Start of Block

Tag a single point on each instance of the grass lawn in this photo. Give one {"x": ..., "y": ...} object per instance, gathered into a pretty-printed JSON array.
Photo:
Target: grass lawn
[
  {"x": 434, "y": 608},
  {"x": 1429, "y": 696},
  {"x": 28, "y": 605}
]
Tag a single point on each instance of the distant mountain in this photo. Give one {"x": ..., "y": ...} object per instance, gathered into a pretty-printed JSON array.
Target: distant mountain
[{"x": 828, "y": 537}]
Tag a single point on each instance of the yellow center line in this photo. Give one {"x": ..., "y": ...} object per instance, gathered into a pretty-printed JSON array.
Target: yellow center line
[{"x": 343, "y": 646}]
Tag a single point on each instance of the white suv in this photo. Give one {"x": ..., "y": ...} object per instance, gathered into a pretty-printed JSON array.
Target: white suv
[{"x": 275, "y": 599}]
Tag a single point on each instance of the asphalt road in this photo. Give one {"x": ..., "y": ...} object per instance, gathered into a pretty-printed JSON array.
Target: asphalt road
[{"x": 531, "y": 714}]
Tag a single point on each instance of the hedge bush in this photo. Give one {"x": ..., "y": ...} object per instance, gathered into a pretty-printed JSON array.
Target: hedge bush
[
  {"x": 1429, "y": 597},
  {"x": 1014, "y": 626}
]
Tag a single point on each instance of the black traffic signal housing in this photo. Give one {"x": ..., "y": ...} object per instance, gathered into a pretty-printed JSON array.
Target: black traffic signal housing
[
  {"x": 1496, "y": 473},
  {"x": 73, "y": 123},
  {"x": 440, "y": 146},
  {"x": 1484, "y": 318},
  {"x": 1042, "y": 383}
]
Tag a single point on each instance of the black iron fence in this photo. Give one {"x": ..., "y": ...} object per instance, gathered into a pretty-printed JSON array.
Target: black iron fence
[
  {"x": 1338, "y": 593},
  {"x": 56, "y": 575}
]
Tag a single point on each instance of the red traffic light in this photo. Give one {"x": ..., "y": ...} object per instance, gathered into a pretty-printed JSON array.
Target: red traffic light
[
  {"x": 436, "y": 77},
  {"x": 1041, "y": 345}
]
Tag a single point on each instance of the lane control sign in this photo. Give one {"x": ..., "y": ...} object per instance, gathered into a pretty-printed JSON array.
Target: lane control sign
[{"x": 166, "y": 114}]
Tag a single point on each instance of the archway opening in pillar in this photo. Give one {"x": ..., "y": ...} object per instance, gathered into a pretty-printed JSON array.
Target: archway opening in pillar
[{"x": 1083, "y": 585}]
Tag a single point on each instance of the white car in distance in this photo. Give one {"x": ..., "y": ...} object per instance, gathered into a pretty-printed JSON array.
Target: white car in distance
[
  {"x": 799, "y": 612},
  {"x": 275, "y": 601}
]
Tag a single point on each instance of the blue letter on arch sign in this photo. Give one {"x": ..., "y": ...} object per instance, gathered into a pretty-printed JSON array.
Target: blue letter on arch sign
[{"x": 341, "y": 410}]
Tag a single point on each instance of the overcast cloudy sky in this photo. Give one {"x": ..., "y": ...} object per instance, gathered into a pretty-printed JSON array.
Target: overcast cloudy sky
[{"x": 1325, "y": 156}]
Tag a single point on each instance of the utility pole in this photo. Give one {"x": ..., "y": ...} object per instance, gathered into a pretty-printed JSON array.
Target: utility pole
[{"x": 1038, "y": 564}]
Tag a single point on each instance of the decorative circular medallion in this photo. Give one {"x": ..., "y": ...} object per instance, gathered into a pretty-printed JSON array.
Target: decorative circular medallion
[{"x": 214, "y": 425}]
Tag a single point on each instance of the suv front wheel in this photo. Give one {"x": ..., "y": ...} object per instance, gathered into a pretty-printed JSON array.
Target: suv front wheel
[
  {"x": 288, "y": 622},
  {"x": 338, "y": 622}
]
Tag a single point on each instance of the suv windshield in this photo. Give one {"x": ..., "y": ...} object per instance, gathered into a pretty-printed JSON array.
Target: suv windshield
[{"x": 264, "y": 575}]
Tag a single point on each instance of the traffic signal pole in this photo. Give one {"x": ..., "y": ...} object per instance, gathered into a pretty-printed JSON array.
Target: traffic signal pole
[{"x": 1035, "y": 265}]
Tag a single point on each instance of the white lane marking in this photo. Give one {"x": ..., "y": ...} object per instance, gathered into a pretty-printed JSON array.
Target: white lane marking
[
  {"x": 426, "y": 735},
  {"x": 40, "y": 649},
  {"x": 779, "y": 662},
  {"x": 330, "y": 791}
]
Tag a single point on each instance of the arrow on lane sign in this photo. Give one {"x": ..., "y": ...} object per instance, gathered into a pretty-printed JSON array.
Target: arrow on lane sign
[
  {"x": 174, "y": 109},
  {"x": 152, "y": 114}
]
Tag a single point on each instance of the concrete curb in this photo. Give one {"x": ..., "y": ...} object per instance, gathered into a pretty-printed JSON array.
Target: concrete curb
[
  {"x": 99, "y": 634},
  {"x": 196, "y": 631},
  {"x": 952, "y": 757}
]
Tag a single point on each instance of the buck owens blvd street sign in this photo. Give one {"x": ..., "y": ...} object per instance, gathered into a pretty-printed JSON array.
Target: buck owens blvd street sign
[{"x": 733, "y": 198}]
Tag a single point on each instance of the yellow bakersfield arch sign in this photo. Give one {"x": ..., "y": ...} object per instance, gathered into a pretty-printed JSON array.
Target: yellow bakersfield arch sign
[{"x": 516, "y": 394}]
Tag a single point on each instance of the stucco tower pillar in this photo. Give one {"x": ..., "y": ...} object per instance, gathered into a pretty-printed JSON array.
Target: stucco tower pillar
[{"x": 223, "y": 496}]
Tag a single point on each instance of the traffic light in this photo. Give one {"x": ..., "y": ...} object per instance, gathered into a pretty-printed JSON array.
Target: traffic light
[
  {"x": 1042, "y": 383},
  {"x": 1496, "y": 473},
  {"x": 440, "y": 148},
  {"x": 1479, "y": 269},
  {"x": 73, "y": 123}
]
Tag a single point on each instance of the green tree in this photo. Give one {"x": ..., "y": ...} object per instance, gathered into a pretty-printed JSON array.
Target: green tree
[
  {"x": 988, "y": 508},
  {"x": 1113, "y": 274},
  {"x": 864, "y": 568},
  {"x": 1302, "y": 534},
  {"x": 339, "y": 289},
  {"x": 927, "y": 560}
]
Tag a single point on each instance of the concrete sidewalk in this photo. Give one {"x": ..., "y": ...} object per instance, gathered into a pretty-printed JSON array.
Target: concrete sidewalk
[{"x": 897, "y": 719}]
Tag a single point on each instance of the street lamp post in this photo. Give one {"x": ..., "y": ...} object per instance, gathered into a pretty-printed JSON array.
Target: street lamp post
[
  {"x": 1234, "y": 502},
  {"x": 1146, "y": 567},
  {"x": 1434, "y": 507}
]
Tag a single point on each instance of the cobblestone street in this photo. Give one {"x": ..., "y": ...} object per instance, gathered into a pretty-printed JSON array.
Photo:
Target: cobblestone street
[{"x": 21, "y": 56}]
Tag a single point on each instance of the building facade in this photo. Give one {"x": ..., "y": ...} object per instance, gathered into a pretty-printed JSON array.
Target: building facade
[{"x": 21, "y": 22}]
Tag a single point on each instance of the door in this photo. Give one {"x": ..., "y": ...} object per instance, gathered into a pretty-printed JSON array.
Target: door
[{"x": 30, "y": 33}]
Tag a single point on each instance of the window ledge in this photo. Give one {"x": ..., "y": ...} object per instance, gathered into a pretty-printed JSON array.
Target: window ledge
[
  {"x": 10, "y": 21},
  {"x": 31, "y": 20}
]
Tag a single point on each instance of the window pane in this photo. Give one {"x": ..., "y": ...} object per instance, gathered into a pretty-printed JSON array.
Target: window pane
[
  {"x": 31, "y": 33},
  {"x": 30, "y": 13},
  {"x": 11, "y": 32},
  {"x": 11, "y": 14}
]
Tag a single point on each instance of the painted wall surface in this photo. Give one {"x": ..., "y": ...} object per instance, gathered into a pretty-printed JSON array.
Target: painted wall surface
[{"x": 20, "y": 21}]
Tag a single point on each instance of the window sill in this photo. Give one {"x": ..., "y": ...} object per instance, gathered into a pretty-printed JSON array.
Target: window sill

End of Block

PROBLEM TO WORK ON:
Which lines in the records above contain the word "sill"? Copy each one.

REPLY:
Tag a single point on each instance of the window sill in this photo. Give one {"x": ..., "y": ...} object per instance, gathered into a pretty-printed JSON array.
Target: window sill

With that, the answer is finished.